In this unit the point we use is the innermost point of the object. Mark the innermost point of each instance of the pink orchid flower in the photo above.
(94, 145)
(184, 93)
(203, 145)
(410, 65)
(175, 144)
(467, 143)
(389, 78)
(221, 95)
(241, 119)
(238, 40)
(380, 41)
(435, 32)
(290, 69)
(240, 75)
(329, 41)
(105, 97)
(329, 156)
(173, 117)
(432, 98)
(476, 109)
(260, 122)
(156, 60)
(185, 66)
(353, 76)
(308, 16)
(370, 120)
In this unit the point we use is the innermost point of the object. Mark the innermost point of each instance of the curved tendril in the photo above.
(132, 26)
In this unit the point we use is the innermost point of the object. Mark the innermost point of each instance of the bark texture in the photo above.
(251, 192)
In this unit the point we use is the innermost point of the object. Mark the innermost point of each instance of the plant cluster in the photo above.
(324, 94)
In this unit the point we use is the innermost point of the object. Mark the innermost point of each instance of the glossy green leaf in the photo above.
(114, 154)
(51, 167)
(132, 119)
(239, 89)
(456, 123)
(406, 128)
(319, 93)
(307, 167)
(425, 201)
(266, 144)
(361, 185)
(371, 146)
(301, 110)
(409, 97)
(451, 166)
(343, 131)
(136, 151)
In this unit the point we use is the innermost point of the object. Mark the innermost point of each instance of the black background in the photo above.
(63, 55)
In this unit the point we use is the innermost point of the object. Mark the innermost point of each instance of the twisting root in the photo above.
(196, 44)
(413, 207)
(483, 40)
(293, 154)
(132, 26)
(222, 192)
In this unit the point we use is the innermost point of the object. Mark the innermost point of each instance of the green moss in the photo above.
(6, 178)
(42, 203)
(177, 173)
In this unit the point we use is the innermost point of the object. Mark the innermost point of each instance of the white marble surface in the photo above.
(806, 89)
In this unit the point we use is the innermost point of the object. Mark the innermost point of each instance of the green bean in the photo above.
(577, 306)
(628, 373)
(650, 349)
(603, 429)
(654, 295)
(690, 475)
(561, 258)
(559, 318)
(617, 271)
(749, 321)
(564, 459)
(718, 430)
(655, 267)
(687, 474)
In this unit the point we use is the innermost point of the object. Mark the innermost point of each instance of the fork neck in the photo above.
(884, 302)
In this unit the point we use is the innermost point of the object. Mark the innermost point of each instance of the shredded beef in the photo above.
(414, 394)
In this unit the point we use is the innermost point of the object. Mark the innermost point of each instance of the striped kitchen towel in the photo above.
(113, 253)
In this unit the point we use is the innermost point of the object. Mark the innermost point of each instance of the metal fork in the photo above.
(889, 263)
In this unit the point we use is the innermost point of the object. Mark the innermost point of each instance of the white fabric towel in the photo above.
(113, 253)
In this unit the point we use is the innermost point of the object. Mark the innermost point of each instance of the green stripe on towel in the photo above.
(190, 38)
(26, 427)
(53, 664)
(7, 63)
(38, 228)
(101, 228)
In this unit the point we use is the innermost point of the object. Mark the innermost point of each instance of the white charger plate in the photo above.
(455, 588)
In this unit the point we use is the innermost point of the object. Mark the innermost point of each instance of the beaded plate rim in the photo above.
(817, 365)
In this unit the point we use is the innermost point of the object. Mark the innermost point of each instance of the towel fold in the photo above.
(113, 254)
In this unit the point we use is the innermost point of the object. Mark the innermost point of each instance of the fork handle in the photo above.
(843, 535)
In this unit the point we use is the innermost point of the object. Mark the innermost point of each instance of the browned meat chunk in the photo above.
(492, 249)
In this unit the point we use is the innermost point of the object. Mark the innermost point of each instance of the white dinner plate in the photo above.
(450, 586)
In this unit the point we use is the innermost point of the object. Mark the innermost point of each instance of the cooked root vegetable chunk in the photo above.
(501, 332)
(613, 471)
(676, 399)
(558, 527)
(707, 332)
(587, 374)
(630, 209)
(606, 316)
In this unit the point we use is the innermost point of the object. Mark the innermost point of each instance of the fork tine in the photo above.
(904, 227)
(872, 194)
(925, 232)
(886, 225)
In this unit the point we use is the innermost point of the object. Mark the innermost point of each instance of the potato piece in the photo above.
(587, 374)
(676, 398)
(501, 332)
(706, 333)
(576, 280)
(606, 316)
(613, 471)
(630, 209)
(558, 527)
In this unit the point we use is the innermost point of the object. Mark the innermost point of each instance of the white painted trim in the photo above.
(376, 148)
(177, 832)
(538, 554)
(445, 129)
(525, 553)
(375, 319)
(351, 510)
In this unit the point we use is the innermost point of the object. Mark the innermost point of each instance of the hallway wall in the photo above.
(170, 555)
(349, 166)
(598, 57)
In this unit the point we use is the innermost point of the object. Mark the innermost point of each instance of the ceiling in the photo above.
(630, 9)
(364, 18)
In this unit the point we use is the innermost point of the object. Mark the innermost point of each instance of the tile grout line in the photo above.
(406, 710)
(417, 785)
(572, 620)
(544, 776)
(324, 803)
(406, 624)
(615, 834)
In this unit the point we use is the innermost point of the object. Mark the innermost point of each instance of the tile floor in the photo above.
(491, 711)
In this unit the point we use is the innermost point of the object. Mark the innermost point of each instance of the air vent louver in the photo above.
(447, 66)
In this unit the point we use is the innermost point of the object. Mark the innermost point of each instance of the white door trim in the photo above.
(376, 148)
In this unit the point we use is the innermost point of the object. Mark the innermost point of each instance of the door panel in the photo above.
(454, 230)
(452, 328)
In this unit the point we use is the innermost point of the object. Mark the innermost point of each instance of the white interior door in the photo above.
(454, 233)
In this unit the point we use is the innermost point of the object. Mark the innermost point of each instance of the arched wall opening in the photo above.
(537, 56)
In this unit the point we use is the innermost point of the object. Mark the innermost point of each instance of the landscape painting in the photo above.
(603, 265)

**REQUIRED WORK:** All entries should be restated word for word.

**RESULT FOR THIS TASK:**
In this unit the point we use is the innermost point of the object. Mark the innermost point of each instance of the pink orchid flower in the photo above.
(94, 145)
(184, 93)
(203, 145)
(410, 65)
(175, 144)
(467, 143)
(389, 78)
(221, 95)
(241, 119)
(238, 40)
(380, 41)
(435, 32)
(290, 69)
(240, 75)
(329, 41)
(105, 97)
(329, 156)
(173, 117)
(432, 98)
(476, 109)
(260, 122)
(156, 60)
(185, 66)
(353, 76)
(308, 16)
(370, 120)
In this unit the point we use is the innermost point of the object. Mark the innermost point of each instance of the curved tendril in the photo above.
(132, 26)
In this unit the point we use is the innermost point of the object. Mark the innermost point of each instance of the bark texture in the photo above.
(251, 192)
In this unit the point we use is the innermost point of the object. Mark the innermost point of each instance of the plant cluster in the photo above.
(324, 94)
In this unit the point we use is the innermost point of the object. Mark the innermost point of each instance of the glossy green leaf in the photo above.
(114, 154)
(51, 167)
(132, 119)
(239, 89)
(456, 123)
(406, 128)
(319, 93)
(307, 167)
(425, 201)
(266, 144)
(361, 185)
(371, 146)
(301, 110)
(409, 97)
(451, 166)
(343, 131)
(136, 151)
In this unit the point we use is the innermost point of the object. Mark the innermost point of each instance of the black background in the photo above.
(63, 55)
In this unit the point we use is the innermost point of the object. Mark the innermost point of each instance of the twisting root in the photo above.
(196, 44)
(413, 207)
(483, 40)
(293, 154)
(132, 26)
(222, 192)
In this unit the point we use is the innermost point of the object. Mark the innermost point of each instance of the green moss in the photo above.
(6, 178)
(42, 203)
(177, 173)
In this unit the point we use is the innermost point of the object. Mark the innermost point of each instance of the white marble surface in the photo above.
(806, 89)
In this unit the point we use is the innermost point of the object. Mark the innermost point of each instance of the green bean in the photo above.
(577, 306)
(628, 373)
(650, 349)
(603, 429)
(654, 295)
(690, 475)
(561, 258)
(559, 318)
(617, 271)
(749, 321)
(564, 459)
(718, 430)
(655, 267)
(687, 474)
In this unit the point we use is the innermost point of the object. Mark the innermost point of each instance of the fork neck in the photo above.
(884, 302)
In this unit the point we use is the innermost point of the object. Mark the innermost point of each instance of the shredded beef in the photo above.
(414, 394)
In this unit the point we use is the innermost point of the object. Mark the innermost point of each instance of the striped kitchen towel in the photo above.
(113, 253)
In this unit the point we use is the innermost point of the object. Mark the innermost point of each instance of the metal fork in the photo above.
(889, 263)
In this unit the point we use is the innermost point of the object. Mark the innermost point of each instance of the white fabric towel in the photo above.
(113, 253)
In this unit the point we use is the innermost point of the object. Mark the innermost point of each instance of the green stripe on towel in the photo above.
(190, 38)
(26, 427)
(53, 664)
(7, 63)
(38, 228)
(101, 228)
In this unit the point we use is the innermost point of the object. Mark the innermost point of each instance of the white charger plate in the photo above.
(455, 588)
In this unit the point we use is the innermost point of the object. Mark the innermost point of each instance of the beaded plate rim in the photo above.
(817, 365)
In this unit the point we use is the innermost point of the object. Mark the innermost point of each instance of the towel fold in the photo above.
(113, 254)
In this unit the point we use is the innermost point of the object. Mark the innermost point of each instance of the fork handle in the photo above.
(843, 535)
In this unit the point we use is the innermost point of the object. Mark the innermost point of each instance of the browned meat chunk in the photo above.
(492, 249)
In this unit the point we use is the innermost point of the object. Mark the innermost point of each instance of the white dinner plate in the photo above.
(450, 586)
In this unit the point we use is the innermost point of the object. Mark the innermost point of each instance of the cooked root vegetable chunk in the photo above.
(501, 332)
(613, 471)
(676, 399)
(558, 527)
(707, 332)
(587, 374)
(630, 209)
(606, 316)
In this unit the point we use is the innermost point of the object. Mark the innermost point of each instance of the fork tine in the photo above.
(904, 227)
(872, 194)
(925, 232)
(886, 225)
In this unit the point we use is the innermost point of the object. Mark the innermost point of each instance of the potato piece in the photo above.
(587, 374)
(676, 398)
(501, 332)
(706, 333)
(576, 280)
(606, 316)
(613, 471)
(630, 209)
(558, 527)
In this unit the point we use is the innermost point of the object. Mark the innermost point of each instance of the white painted trim in the photo above.
(376, 148)
(177, 832)
(538, 554)
(445, 129)
(525, 553)
(375, 319)
(351, 510)
In this unit the point we use is the innermost point of the object. Mark the innermost point of each instance of the hallway wall in the photo above.
(170, 555)
(349, 166)
(598, 57)
In this unit the point we use is the innermost point of the object. Mark the innermost point of each instance of the ceiling in the photo above.
(630, 9)
(364, 18)
In this unit the point we use is the innermost point of the object. Mark the innermost point of each instance of the tile grout line in the photo above.
(406, 710)
(417, 785)
(572, 620)
(544, 776)
(324, 803)
(406, 624)
(615, 834)
In this unit the point we use is the innermost point of the object. Mark the innermost point of each instance of the tile floor in the photo above.
(491, 711)
In this unit the point we use is the innermost point of the object. Mark the innermost point of each instance of the air vent louver in the photo above.
(447, 66)
In this unit the point we use is the innermost point of the object. Mark the innermost point of each instance of the white door trim in the photo above.
(376, 148)
In this unit the point we use is the innermost point of the object. Mark the innermost point of each instance of the door panel in the photo above.
(454, 230)
(452, 328)
In this unit the point we use is the innermost point of the object. Mark the innermost point of each instance of the white interior door in the photo above.
(454, 233)
In this unit the point we use is the innermost point of the object. Mark the innermost point of each instance of the arched wall opening in the photo above.
(537, 56)
In this unit the point we use is the innermost point of the object. Mark the innermost point of each instance of the landscape painting in the photo above.
(603, 265)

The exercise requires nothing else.